> _JOB_
Please count the lines in the material below that contain the string "blue" and reply with that number alone.

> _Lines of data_
· · · · ·

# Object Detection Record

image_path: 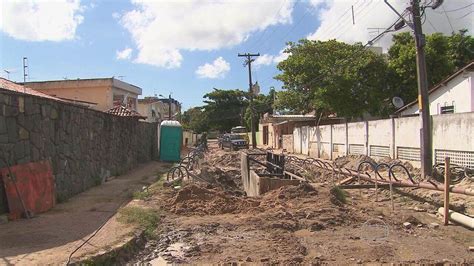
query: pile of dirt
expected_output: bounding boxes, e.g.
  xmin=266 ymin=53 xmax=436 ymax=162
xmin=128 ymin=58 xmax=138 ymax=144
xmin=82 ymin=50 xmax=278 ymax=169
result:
xmin=205 ymin=152 xmax=240 ymax=168
xmin=166 ymin=184 xmax=259 ymax=215
xmin=199 ymin=166 xmax=245 ymax=195
xmin=261 ymin=183 xmax=318 ymax=202
xmin=252 ymin=183 xmax=363 ymax=231
xmin=334 ymin=154 xmax=376 ymax=171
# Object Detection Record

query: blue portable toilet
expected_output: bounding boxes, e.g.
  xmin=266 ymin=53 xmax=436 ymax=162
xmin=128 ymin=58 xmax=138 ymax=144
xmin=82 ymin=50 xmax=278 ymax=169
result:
xmin=160 ymin=120 xmax=183 ymax=162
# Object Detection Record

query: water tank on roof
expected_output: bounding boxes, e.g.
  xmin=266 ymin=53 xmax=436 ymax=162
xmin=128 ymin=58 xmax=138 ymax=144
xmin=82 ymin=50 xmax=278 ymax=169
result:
xmin=160 ymin=120 xmax=183 ymax=162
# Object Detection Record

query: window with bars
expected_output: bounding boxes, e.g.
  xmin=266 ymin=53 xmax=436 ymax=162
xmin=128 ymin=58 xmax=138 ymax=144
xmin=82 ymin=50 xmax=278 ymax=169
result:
xmin=397 ymin=147 xmax=421 ymax=161
xmin=440 ymin=105 xmax=454 ymax=114
xmin=370 ymin=145 xmax=390 ymax=157
xmin=435 ymin=149 xmax=474 ymax=168
xmin=332 ymin=143 xmax=345 ymax=152
xmin=349 ymin=144 xmax=365 ymax=155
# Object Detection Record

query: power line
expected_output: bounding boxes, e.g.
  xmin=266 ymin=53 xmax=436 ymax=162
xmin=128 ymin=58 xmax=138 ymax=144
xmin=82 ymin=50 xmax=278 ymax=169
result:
xmin=436 ymin=3 xmax=474 ymax=14
xmin=249 ymin=0 xmax=286 ymax=50
xmin=252 ymin=1 xmax=298 ymax=53
xmin=456 ymin=11 xmax=474 ymax=19
xmin=441 ymin=6 xmax=454 ymax=33
xmin=314 ymin=0 xmax=365 ymax=41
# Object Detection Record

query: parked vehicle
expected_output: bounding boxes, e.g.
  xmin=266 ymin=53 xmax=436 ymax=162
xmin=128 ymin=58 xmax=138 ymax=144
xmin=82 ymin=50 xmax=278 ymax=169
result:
xmin=219 ymin=134 xmax=249 ymax=150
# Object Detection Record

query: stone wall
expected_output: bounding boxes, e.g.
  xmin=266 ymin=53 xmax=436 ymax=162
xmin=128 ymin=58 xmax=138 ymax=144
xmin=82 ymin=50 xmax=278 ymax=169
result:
xmin=0 ymin=89 xmax=158 ymax=213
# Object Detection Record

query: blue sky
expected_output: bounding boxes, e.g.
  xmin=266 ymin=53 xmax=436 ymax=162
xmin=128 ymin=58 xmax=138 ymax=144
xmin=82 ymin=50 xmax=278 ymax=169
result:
xmin=0 ymin=0 xmax=473 ymax=108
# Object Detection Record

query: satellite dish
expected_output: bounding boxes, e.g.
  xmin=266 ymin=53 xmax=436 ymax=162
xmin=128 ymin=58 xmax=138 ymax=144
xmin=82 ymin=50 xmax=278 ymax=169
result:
xmin=392 ymin=96 xmax=405 ymax=108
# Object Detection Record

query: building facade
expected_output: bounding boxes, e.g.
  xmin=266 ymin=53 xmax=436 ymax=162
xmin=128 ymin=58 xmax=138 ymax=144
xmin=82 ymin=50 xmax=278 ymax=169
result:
xmin=137 ymin=97 xmax=181 ymax=123
xmin=396 ymin=62 xmax=474 ymax=116
xmin=25 ymin=78 xmax=142 ymax=111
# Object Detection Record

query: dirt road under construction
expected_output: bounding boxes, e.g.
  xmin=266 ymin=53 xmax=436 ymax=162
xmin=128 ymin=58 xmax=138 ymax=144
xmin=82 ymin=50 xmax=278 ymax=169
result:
xmin=124 ymin=141 xmax=474 ymax=265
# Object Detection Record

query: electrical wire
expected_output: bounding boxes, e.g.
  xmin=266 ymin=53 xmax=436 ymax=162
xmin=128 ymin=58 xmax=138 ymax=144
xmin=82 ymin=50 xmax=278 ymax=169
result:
xmin=441 ymin=6 xmax=454 ymax=33
xmin=66 ymin=198 xmax=129 ymax=265
xmin=436 ymin=3 xmax=474 ymax=14
xmin=312 ymin=0 xmax=365 ymax=42
xmin=244 ymin=0 xmax=288 ymax=50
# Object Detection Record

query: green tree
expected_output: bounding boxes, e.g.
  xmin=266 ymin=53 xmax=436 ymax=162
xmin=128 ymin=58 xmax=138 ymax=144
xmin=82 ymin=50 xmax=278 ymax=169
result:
xmin=180 ymin=107 xmax=209 ymax=133
xmin=204 ymin=89 xmax=248 ymax=132
xmin=275 ymin=40 xmax=388 ymax=118
xmin=388 ymin=30 xmax=474 ymax=102
xmin=245 ymin=89 xmax=276 ymax=130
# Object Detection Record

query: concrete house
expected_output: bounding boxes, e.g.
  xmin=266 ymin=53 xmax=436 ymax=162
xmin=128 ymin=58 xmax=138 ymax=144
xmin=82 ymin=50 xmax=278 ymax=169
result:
xmin=137 ymin=97 xmax=181 ymax=123
xmin=25 ymin=77 xmax=142 ymax=111
xmin=396 ymin=61 xmax=474 ymax=116
xmin=257 ymin=113 xmax=344 ymax=151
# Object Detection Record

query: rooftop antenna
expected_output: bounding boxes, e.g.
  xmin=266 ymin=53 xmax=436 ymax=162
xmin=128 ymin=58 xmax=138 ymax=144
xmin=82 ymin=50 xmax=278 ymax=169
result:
xmin=3 ymin=69 xmax=10 ymax=80
xmin=23 ymin=57 xmax=29 ymax=93
xmin=23 ymin=57 xmax=29 ymax=82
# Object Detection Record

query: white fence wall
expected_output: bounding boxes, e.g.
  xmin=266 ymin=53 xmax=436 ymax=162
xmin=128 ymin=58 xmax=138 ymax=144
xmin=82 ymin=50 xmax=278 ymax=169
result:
xmin=293 ymin=112 xmax=474 ymax=168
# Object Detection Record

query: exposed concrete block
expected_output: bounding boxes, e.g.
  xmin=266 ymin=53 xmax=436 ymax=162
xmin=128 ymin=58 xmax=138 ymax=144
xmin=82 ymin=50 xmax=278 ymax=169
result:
xmin=18 ymin=126 xmax=30 ymax=140
xmin=0 ymin=116 xmax=7 ymax=134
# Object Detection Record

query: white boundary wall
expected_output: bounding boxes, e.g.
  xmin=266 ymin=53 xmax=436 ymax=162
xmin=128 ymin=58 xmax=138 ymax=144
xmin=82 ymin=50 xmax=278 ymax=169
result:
xmin=293 ymin=112 xmax=474 ymax=168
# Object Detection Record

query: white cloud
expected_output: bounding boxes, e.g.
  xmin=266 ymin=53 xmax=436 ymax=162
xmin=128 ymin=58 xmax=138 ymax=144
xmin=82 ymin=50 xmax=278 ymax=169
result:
xmin=121 ymin=0 xmax=293 ymax=68
xmin=116 ymin=48 xmax=133 ymax=60
xmin=0 ymin=0 xmax=84 ymax=41
xmin=308 ymin=0 xmax=474 ymax=49
xmin=254 ymin=48 xmax=290 ymax=68
xmin=196 ymin=57 xmax=230 ymax=79
xmin=112 ymin=12 xmax=121 ymax=19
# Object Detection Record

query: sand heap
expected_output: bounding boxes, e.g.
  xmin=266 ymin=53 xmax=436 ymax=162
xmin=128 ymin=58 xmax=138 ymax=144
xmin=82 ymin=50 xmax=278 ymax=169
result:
xmin=167 ymin=184 xmax=259 ymax=215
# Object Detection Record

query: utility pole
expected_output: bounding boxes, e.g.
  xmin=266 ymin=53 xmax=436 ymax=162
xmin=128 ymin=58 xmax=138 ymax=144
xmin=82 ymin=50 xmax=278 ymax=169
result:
xmin=411 ymin=0 xmax=433 ymax=177
xmin=238 ymin=53 xmax=260 ymax=149
xmin=168 ymin=93 xmax=171 ymax=120
xmin=384 ymin=0 xmax=434 ymax=178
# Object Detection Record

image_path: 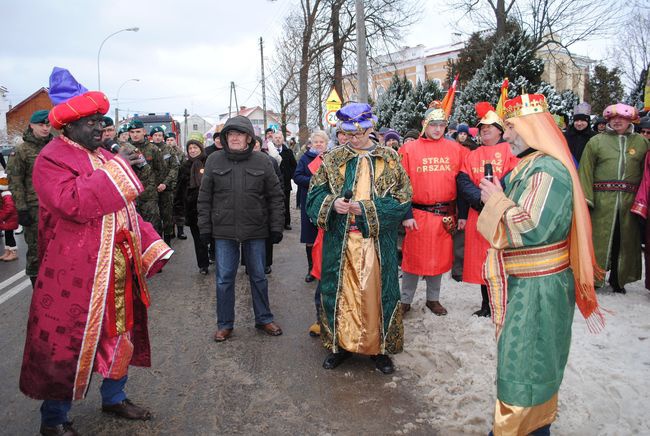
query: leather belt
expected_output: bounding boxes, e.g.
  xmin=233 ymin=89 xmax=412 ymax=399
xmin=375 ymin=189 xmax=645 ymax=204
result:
xmin=594 ymin=180 xmax=639 ymax=194
xmin=411 ymin=201 xmax=456 ymax=216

· · · · ·

> _EXERCISE SOLUTION_
2